**What the exercise asks**
Every line from the line containing "[point] at the open" through the final line below is to be repeated exactly; no other line is.

Data records
--

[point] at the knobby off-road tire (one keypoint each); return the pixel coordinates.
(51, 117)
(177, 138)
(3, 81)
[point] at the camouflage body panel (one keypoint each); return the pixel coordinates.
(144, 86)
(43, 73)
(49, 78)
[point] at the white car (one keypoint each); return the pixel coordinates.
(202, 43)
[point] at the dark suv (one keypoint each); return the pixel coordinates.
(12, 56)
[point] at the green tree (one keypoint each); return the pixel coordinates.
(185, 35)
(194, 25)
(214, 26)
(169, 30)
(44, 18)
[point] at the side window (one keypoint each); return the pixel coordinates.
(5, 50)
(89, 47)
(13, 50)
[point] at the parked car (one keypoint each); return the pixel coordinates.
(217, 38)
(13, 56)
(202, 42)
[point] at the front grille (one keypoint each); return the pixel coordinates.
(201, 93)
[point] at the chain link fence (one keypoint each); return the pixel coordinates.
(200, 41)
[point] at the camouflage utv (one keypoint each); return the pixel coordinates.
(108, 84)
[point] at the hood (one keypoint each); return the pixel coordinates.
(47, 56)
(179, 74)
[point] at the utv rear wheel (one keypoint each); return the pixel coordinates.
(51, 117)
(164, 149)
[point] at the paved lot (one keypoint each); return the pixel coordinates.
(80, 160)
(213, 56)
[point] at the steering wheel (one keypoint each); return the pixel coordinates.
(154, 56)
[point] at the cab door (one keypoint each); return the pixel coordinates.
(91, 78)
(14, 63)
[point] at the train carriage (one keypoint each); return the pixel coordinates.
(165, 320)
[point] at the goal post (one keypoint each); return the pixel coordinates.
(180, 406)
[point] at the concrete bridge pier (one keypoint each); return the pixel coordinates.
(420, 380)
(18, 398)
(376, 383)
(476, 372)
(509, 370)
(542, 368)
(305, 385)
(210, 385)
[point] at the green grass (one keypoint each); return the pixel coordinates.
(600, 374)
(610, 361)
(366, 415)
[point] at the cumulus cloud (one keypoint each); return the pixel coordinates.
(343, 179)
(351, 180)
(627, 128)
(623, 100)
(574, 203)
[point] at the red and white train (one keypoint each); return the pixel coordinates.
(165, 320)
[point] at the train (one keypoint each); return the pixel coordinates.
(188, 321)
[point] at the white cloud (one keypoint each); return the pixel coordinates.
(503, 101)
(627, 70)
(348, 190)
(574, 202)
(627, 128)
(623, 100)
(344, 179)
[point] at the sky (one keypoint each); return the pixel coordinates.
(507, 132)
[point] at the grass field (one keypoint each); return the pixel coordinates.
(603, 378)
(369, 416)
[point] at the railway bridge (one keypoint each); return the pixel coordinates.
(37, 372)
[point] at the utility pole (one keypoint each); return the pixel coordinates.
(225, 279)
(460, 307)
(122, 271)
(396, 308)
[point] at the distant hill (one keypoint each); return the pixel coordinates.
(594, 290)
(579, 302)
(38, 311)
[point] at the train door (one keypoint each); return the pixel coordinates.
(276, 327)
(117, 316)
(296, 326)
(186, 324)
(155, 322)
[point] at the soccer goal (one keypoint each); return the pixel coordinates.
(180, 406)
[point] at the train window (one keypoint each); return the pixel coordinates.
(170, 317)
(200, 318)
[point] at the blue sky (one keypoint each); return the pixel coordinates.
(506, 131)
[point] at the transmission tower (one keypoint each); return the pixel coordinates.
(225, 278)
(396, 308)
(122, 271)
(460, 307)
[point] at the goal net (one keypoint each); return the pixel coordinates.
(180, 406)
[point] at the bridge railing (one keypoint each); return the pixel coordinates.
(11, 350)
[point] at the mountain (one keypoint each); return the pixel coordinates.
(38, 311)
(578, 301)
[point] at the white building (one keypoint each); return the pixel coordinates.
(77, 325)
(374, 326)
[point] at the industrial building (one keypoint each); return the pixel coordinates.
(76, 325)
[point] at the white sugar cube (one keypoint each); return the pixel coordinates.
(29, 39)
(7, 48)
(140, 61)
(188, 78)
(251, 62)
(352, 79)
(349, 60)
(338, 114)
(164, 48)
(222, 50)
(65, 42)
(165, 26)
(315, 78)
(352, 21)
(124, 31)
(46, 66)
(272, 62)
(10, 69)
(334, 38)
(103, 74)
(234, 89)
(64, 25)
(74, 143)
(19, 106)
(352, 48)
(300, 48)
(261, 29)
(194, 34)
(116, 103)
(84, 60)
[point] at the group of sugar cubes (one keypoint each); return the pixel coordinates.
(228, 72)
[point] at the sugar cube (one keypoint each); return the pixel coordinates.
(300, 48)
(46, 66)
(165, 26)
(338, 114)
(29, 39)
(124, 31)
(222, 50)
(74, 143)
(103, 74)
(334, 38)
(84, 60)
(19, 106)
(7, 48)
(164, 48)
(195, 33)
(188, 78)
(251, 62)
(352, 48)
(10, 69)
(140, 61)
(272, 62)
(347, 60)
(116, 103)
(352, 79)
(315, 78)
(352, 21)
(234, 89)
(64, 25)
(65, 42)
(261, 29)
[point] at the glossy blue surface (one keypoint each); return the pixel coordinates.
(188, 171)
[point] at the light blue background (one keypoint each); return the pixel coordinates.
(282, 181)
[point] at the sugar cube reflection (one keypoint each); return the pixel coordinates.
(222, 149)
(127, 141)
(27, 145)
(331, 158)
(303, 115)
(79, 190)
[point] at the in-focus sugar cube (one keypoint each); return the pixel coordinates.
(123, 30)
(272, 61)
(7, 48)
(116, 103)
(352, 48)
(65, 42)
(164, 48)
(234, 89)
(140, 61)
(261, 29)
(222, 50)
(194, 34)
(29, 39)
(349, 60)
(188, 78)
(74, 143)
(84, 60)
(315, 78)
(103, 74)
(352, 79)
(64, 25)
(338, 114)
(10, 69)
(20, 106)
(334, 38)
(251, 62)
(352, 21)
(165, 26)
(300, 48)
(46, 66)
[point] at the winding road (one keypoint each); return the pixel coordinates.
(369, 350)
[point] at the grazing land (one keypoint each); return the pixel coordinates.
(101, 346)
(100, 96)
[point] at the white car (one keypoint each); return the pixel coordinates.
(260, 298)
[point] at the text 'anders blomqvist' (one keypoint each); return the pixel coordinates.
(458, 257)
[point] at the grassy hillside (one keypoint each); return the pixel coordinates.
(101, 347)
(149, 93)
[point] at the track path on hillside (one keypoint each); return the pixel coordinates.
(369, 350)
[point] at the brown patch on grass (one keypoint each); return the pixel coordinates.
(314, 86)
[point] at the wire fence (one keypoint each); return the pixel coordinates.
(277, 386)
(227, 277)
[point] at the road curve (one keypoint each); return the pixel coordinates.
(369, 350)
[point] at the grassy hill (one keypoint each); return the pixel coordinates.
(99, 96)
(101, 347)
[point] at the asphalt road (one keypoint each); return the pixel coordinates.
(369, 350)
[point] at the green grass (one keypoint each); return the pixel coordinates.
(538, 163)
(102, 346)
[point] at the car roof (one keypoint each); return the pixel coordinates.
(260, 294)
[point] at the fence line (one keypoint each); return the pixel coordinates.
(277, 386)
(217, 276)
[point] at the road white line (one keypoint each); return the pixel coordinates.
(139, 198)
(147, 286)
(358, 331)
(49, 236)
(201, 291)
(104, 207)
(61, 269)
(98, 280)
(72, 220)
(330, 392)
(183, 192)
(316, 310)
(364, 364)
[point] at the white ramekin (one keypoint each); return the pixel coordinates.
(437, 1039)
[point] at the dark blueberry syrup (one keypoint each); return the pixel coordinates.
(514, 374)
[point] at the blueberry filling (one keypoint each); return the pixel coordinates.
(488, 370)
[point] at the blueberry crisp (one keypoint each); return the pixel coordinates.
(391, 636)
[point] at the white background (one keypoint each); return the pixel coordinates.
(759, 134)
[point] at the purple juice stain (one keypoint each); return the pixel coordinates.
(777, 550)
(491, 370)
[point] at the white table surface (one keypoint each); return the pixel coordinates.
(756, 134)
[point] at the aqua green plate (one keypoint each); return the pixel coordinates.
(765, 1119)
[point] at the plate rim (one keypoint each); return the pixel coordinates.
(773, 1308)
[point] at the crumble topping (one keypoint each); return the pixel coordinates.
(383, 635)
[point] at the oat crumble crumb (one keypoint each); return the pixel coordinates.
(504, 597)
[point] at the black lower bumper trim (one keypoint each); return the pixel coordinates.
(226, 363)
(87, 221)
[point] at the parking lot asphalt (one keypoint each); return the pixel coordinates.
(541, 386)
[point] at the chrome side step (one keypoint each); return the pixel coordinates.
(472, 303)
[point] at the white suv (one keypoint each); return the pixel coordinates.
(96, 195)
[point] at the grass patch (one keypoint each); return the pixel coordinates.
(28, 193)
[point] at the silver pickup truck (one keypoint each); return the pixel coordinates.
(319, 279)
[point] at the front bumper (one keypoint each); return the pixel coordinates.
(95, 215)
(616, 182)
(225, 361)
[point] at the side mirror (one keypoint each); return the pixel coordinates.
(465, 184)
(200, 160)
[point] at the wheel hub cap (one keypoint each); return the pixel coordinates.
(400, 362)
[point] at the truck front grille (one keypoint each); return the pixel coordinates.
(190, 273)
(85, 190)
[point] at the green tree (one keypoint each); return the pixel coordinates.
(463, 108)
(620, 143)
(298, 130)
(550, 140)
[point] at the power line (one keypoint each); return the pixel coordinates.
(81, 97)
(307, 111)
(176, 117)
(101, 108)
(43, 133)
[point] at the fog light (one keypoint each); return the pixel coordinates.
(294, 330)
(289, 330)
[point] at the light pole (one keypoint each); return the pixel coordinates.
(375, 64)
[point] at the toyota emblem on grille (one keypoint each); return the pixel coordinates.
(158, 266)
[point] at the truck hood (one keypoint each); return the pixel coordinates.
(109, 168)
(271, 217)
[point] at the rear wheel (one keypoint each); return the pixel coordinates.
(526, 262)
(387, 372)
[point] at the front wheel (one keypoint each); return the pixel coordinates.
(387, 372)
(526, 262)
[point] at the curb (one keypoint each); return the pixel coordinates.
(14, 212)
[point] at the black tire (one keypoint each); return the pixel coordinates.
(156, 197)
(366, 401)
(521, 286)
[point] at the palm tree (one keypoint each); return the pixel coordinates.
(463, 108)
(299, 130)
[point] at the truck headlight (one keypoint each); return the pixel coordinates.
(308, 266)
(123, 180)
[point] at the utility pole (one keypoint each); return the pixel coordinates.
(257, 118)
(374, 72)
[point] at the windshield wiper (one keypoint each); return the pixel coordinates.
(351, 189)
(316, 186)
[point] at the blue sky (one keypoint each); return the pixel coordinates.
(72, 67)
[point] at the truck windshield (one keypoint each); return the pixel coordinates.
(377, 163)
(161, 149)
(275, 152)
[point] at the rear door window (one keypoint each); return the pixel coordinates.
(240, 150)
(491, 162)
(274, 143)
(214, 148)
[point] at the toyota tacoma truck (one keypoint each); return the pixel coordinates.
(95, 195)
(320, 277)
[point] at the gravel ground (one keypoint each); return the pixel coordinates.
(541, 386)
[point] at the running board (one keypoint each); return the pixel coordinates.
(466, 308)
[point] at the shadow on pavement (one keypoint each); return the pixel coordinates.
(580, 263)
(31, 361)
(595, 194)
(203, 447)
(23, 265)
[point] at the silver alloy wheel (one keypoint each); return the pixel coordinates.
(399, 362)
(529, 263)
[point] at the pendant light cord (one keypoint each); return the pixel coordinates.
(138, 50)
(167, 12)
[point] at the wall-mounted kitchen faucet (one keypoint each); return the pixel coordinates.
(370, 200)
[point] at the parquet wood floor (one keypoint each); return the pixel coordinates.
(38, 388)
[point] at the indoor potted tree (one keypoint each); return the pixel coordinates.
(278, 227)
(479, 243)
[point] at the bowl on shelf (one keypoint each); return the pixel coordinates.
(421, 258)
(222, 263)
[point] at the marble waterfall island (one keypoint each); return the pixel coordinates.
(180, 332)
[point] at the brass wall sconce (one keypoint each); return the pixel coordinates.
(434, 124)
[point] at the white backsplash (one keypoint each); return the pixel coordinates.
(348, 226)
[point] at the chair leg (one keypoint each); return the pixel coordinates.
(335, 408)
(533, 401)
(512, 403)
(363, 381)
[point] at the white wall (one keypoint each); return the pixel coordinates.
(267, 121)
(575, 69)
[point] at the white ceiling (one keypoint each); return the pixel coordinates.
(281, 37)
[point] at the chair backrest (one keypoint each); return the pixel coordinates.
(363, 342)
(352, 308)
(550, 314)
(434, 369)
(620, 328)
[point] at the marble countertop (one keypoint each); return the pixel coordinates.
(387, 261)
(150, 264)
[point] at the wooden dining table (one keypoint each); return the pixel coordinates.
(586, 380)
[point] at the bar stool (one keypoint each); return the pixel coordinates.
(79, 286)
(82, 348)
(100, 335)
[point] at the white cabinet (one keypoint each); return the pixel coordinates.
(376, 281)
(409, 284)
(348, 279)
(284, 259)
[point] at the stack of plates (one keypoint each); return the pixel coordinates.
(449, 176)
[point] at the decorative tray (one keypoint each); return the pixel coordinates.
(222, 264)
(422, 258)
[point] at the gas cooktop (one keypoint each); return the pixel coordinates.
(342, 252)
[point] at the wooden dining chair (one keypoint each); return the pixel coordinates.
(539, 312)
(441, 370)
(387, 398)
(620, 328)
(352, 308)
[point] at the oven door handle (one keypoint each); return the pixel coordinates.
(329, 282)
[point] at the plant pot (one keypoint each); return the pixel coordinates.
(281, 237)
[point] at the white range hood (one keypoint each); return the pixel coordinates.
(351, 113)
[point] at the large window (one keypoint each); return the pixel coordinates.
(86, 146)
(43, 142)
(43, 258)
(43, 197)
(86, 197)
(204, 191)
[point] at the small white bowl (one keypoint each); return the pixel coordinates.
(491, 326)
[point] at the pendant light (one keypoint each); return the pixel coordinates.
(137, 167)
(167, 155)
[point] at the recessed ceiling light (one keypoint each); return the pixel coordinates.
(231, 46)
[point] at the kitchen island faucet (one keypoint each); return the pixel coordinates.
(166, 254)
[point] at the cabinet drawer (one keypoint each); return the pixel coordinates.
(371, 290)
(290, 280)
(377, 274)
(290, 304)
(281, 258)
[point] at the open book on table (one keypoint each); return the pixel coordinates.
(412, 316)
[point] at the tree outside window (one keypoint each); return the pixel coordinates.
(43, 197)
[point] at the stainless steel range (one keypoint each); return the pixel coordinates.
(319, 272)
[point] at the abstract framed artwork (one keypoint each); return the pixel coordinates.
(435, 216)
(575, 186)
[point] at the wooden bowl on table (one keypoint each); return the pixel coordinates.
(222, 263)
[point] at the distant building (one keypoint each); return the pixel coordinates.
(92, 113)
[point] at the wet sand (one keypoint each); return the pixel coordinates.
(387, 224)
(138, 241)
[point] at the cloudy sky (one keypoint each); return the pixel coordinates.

--

**Final result**
[point] at the open book on table (one keypoint each); return the pixel coordinates.
(412, 316)
[point] at the tree outside window (one keypoint each); return the pixel coordinates.
(43, 197)
[point] at the stainless steel range (one keypoint each); return the pixel coordinates.
(319, 272)
[point] at the abstract framed artwork (one keypoint each); return the pixel coordinates.
(435, 216)
(575, 186)
[point] at the wooden bowl on table (one keypoint each); return the pixel coordinates.
(222, 263)
[point] at the distant building (one keypoint each); return the pixel coordinates.
(92, 113)
[point] at the wet sand (one keypoint each); return the pixel coordinates.
(387, 224)
(138, 241)
[point] at the cloudy sky (one keypoint each); return the pixel coordinates.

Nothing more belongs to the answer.